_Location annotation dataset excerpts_
########################################

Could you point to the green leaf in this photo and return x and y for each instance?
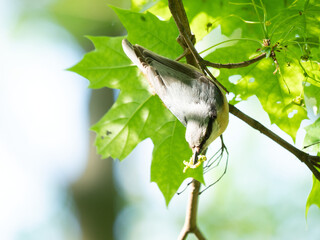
(313, 136)
(151, 33)
(166, 163)
(276, 92)
(137, 114)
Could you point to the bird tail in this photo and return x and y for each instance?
(135, 55)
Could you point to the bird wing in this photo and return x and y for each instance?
(183, 89)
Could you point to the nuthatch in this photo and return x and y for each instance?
(198, 103)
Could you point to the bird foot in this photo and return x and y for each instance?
(190, 164)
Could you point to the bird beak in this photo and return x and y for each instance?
(196, 152)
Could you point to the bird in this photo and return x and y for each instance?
(197, 102)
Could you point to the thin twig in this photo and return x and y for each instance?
(190, 224)
(309, 160)
(235, 65)
(180, 17)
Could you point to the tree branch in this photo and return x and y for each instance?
(190, 224)
(186, 40)
(235, 65)
(310, 161)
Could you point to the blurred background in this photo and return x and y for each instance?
(54, 185)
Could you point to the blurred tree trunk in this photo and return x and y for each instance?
(94, 192)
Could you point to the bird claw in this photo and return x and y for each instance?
(201, 159)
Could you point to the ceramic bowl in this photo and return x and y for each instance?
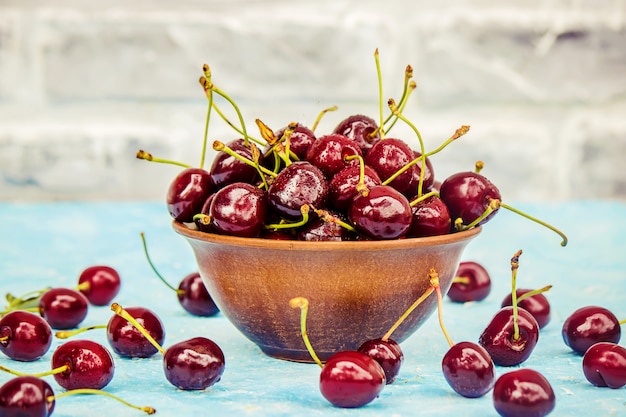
(356, 290)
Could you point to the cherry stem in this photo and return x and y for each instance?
(117, 309)
(141, 154)
(303, 304)
(407, 312)
(434, 282)
(554, 229)
(66, 334)
(381, 127)
(394, 108)
(514, 300)
(304, 209)
(533, 292)
(320, 115)
(154, 269)
(90, 391)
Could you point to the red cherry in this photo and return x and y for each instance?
(523, 393)
(471, 283)
(604, 365)
(589, 325)
(24, 336)
(89, 365)
(63, 308)
(100, 284)
(351, 379)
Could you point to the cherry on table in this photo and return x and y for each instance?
(63, 308)
(24, 336)
(471, 282)
(523, 392)
(604, 365)
(588, 325)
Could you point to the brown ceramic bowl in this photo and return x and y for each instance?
(356, 290)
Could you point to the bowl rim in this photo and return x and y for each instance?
(190, 231)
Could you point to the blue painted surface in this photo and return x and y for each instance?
(49, 245)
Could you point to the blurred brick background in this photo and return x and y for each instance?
(84, 85)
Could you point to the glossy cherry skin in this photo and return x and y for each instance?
(90, 365)
(194, 364)
(239, 209)
(384, 213)
(588, 325)
(387, 353)
(468, 195)
(430, 218)
(387, 157)
(537, 305)
(342, 188)
(227, 169)
(24, 336)
(63, 308)
(195, 298)
(100, 284)
(296, 185)
(328, 152)
(469, 369)
(351, 379)
(478, 286)
(523, 393)
(361, 129)
(127, 341)
(187, 193)
(604, 365)
(497, 338)
(26, 396)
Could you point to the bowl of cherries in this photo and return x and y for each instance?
(352, 219)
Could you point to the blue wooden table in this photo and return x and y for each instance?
(48, 244)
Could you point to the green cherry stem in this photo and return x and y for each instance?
(90, 391)
(141, 154)
(117, 309)
(303, 304)
(514, 268)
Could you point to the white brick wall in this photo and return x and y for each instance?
(84, 85)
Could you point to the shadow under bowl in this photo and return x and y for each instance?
(356, 290)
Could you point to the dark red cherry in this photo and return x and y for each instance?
(468, 195)
(127, 341)
(381, 213)
(100, 284)
(194, 297)
(498, 338)
(89, 365)
(537, 305)
(26, 396)
(227, 169)
(589, 325)
(522, 393)
(328, 152)
(239, 209)
(604, 365)
(351, 379)
(387, 353)
(63, 308)
(24, 336)
(342, 188)
(187, 193)
(387, 157)
(194, 364)
(469, 369)
(430, 218)
(471, 283)
(361, 129)
(296, 185)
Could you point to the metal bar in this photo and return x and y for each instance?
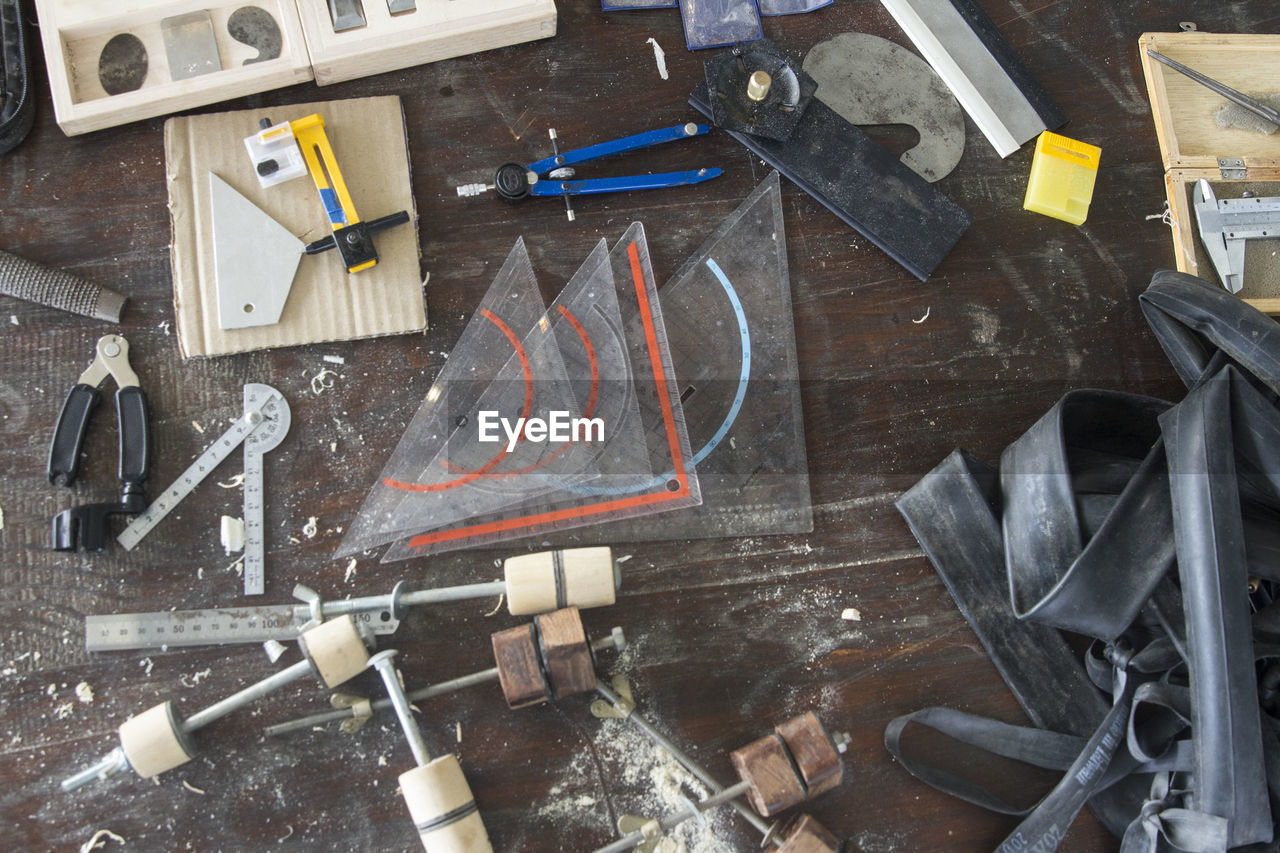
(248, 694)
(1251, 104)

########################################

_WRITTEN PROBLEM_
Starting with the line that contains "Could you point to the bowl of", reproduce every line down to the end of the listing above, both endpoints included. Pictures stay out.

_EXPECTED ANSWER_
Could you point to the bowl of cherries in this photo and return x and y for each instance?
(352, 219)
Could you point to the blue wooden table in this photo and return x and y for each instance?
(48, 244)
Could you point to the green cherry stem in this photo and return x and y for each instance?
(90, 391)
(141, 154)
(117, 309)
(303, 304)
(514, 268)
Could you point to the white brick wall in this photo and return x and y for each instance?
(84, 85)
Could you point to the shadow under bowl in this photo and return x and y for each instance?
(356, 290)
Could you point to the dark red cherry in this photo and return x and y for each instance?
(468, 195)
(127, 341)
(381, 213)
(100, 284)
(194, 297)
(498, 338)
(89, 365)
(537, 305)
(26, 396)
(227, 169)
(589, 325)
(522, 393)
(328, 152)
(239, 209)
(604, 365)
(351, 379)
(387, 353)
(63, 308)
(24, 336)
(342, 188)
(187, 193)
(387, 157)
(194, 364)
(469, 369)
(430, 218)
(471, 283)
(361, 129)
(296, 185)
Could you point to the metal bar in this photo and return x and y for each instance?
(248, 694)
(1251, 104)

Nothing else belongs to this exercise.